• _STORED RECORDS_

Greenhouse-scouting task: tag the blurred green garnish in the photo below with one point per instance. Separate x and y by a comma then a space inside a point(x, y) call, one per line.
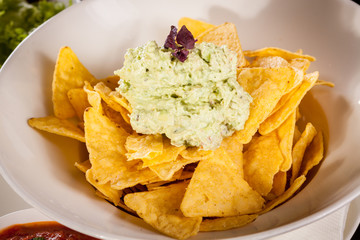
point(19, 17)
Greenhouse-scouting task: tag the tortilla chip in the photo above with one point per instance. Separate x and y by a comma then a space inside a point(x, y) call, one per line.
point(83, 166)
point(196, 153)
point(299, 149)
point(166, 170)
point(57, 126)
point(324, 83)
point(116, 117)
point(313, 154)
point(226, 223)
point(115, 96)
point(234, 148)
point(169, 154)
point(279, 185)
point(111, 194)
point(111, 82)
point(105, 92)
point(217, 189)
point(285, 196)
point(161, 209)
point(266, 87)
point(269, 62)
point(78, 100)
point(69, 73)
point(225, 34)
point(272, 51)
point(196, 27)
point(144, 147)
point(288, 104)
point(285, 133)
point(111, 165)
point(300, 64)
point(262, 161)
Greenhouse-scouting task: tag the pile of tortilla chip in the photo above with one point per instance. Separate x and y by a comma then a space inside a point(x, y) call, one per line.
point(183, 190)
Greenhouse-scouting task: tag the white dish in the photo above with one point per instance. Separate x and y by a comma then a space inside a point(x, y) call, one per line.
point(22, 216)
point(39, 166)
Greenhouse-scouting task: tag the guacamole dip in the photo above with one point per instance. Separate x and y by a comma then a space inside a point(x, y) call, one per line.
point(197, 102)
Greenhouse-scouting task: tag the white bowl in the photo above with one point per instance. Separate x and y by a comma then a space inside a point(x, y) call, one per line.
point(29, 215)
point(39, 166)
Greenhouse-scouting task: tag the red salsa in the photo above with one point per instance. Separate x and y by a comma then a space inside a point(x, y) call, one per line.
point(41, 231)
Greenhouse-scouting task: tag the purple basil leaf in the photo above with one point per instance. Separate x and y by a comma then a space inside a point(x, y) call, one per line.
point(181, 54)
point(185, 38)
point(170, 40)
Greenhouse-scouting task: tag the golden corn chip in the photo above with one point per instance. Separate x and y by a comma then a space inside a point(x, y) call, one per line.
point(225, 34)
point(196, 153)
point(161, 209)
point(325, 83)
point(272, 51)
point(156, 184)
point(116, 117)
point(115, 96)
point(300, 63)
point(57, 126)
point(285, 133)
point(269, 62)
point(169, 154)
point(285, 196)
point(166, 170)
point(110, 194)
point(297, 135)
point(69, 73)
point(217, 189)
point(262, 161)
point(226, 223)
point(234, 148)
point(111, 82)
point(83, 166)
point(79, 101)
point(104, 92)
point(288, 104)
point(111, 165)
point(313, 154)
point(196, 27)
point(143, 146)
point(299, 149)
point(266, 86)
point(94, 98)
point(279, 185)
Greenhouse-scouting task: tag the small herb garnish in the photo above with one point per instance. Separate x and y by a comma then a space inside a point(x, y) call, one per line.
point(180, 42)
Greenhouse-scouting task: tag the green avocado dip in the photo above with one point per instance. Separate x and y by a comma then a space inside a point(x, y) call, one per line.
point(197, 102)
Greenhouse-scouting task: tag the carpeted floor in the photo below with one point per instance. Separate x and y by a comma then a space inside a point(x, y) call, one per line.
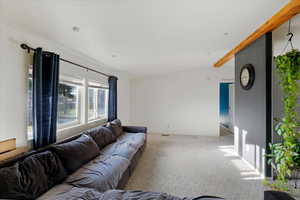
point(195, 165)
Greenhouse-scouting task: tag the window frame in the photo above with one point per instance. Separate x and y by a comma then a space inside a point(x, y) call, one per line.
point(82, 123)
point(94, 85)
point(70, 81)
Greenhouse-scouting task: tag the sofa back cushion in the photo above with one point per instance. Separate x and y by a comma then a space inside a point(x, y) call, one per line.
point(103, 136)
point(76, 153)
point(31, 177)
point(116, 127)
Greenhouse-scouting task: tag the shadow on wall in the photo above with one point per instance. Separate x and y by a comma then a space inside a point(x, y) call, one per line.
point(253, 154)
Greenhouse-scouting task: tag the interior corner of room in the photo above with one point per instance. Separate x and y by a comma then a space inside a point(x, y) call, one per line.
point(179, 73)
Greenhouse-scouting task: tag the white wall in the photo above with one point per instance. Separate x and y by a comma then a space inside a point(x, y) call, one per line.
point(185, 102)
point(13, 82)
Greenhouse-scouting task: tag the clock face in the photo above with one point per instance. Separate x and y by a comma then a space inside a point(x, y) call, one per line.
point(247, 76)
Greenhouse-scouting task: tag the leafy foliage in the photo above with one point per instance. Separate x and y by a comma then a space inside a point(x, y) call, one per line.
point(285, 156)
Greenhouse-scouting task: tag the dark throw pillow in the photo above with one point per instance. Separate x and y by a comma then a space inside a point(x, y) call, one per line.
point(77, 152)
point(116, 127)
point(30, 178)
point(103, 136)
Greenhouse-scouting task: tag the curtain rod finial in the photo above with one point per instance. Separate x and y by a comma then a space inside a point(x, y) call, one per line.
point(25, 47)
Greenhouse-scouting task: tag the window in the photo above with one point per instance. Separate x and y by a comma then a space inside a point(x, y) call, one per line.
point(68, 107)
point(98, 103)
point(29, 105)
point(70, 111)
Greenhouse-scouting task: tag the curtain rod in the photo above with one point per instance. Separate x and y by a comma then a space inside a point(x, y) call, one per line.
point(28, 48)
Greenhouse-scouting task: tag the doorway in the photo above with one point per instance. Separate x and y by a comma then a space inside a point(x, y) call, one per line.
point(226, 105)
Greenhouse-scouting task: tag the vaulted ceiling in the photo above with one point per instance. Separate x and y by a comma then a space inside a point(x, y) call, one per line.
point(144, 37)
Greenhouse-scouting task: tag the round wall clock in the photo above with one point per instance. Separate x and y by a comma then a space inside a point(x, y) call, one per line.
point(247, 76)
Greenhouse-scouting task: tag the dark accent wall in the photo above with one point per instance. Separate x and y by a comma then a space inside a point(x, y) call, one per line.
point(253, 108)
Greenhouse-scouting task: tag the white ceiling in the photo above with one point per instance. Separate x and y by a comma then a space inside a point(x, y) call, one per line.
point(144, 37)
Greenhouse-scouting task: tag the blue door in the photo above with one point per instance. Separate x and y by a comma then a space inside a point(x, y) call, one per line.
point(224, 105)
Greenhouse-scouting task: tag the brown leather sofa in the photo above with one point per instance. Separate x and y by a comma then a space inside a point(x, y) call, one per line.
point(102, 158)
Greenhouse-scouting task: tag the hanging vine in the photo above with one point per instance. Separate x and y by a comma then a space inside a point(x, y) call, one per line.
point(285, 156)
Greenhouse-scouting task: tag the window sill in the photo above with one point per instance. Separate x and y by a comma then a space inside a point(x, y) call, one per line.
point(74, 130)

• _YOUR INSTRUCTIONS_
Quote every record above exactly, omitting any pictures they contain.

• _RESPONSE TO THIS EXERCISE_
Greenhouse-scouting task: tag the blurred green garnish in the photo below with one point per instance. Separate x and y by a comma then a space inside a point(x, y) call, one per line.
point(19, 17)
Greenhouse-scouting task: tag the tortilla chip in the photo above with one point per instance. Separate x and y by a comma then a space inside a point(x, y) call, one per line.
point(83, 166)
point(196, 153)
point(299, 149)
point(166, 170)
point(57, 126)
point(324, 83)
point(116, 117)
point(313, 154)
point(226, 223)
point(115, 96)
point(234, 148)
point(169, 154)
point(279, 185)
point(111, 194)
point(111, 82)
point(105, 92)
point(217, 189)
point(285, 196)
point(161, 209)
point(266, 87)
point(269, 62)
point(78, 100)
point(69, 73)
point(225, 34)
point(272, 51)
point(196, 27)
point(144, 147)
point(288, 104)
point(285, 133)
point(111, 165)
point(300, 64)
point(262, 161)
Greenhouse-scouting task: tag the pile of tortilla chip in the photo above with one point per instance. Separate x and y by a comma then a space inside a point(x, y) call, one per line.
point(183, 190)
Greenhouse-scouting task: tag the white dish in the photo above with one point per instance. Separate x and y by a comma then a space inside a point(x, y) call, one per line.
point(22, 216)
point(39, 166)
Greenhouse-scouting task: tag the guacamole dip in the photo above with one point per instance. Separate x and y by a comma then a space inside a point(x, y) call, one per line.
point(197, 102)
Greenhouse-scouting task: tag the white bowl in the photo above with one point per instance. Separate x and y by a comma then a space inside a point(x, y) call, one per line.
point(29, 215)
point(39, 166)
Greenhouse-scouting task: tag the red salsa in the photo above with one point per instance. Separate x and y by a comma then a space inside a point(x, y) call, one per line.
point(41, 231)
Greenhouse-scouting task: tag the purple basil leaf in the photo above with one point per instance. Separate x and y by a comma then a space inside a point(x, y) call, one per line.
point(181, 54)
point(185, 38)
point(170, 40)
Greenhouse-scouting task: tag the golden corn chip in the photo above with one point per instance. Separate x and y by a comma then a space inside a point(x, y) call, one per line.
point(225, 34)
point(196, 153)
point(161, 209)
point(325, 83)
point(272, 51)
point(156, 184)
point(116, 117)
point(115, 96)
point(300, 63)
point(57, 126)
point(285, 133)
point(269, 62)
point(169, 154)
point(285, 196)
point(166, 170)
point(110, 194)
point(297, 135)
point(69, 73)
point(217, 189)
point(262, 161)
point(226, 223)
point(234, 148)
point(111, 82)
point(83, 166)
point(79, 101)
point(104, 92)
point(288, 104)
point(111, 165)
point(313, 154)
point(196, 27)
point(143, 146)
point(299, 149)
point(266, 86)
point(94, 98)
point(279, 185)
Greenhouse-scouting task: tag the small herb garnish in the photo above with one point per instance. Separate x and y by a comma then a space inside a point(x, y) call, one per line.
point(180, 42)
Greenhouse-scouting task: tag the green avocado dip in the photo above with one point per instance. Separate x and y by a comma then a space inside a point(x, y) call, one per line.
point(197, 102)
Greenhouse-scouting task: tag the carpeted floor in the photo below with one point per instance. Separate x and y by a comma then a space inside a point(x, y) call, one per line.
point(195, 165)
Greenhouse-scouting task: tag the window frame in the photo above with one point per instance. Separate x and y by a comma then a space inside a point(x, y) call, one per line.
point(82, 123)
point(94, 85)
point(70, 81)
Greenhouse-scouting task: tag the sofa back cushion in the photo above with one point per instance. Separate x and y by a comma then a space inside a point(x, y) call, one per line.
point(103, 136)
point(76, 153)
point(31, 177)
point(116, 127)
Greenhouse-scouting task: tag the shadow on wall in the photo above with one point per instance. Separate x and y by a comma then a space inside a point(x, y) call, one per line.
point(253, 154)
Greenhouse-scouting task: tag the interior corner of room in the photo above with one point per instance. Separate x and y by a comma then a space inside a point(x, y) call, one per line.
point(179, 73)
Greenhouse-scouting task: tag the white wall in the photo above with one point per instance. Separate x and y by a comma then a space inside a point(x, y) call, one per line.
point(185, 102)
point(13, 82)
Greenhouse-scouting task: tag the clock face in the photo above with one point per instance. Separate x and y by a comma then a space inside a point(x, y) call, one per line.
point(247, 76)
Greenhouse-scouting task: tag the leafy foliage in the photo above with one point per instance. Separate x and y by a comma then a space inside a point(x, y) call, one per line.
point(285, 156)
Greenhouse-scouting task: tag the dark throw pillow in the photo above with one point per instance. Separate x and y by a comma then a space inside a point(x, y) call, one per line.
point(77, 152)
point(116, 127)
point(30, 178)
point(103, 136)
Greenhouse-scouting task: tag the curtain rod finial in the photo above with one point per instance. Separate x and y by a comma then a space inside a point(x, y) call, one per line.
point(25, 47)
Greenhouse-scouting task: tag the window in the photo above with one point per instance. Separate x and y by a comma then a space inside a point(x, y) call, one per line.
point(68, 107)
point(98, 103)
point(29, 105)
point(70, 111)
Greenhouse-scouting task: tag the curtain rod in the photo above with one point per instance. Separate x and y by a comma then a space inside a point(x, y) call, one per line.
point(28, 48)
Greenhouse-scouting task: tag the doorway in the photo above with one point per instance. Separate x and y by a comma then a space inside a point(x, y) call, one per line.
point(226, 105)
Greenhouse-scouting task: tag the vaulted ceiling in the photo above with one point per instance. Separate x and y by a comma then a space inside a point(x, y) call, one per line.
point(144, 37)
Greenhouse-scouting task: tag the round wall clock in the photo above with one point per instance. Separate x and y by a comma then a space inside a point(x, y) call, one per line.
point(247, 76)
Greenhouse-scouting task: tag the dark accent wall in the photo above with one point per instance. Separate x and y by a comma then a space inside a point(x, y) call, one per line.
point(253, 108)
Greenhouse-scouting task: tag the white ceiling in the photo above with one point per instance. Separate x and y by a comma then a space inside a point(x, y) call, one per line.
point(144, 37)
Greenhouse-scouting task: tag the blue door in the photo above with one point per instance. Separate x and y by a comma then a space inside a point(x, y) call, one per line.
point(224, 105)
Greenhouse-scouting task: tag the brown leather sofa in the photo above with one point per instance. Separate x and y by a comma then a space inside a point(x, y) call, one per line.
point(102, 158)
Greenhouse-scouting task: tag the hanging vine in the photo above with one point per instance. Separate x and y by a comma then a space inside a point(x, y) call, one per line.
point(285, 156)
Greenhouse-scouting task: tag the window sill in the photo above with one point per instance. Separate x and y by a comma then a space inside a point(x, y) call, one per line.
point(74, 130)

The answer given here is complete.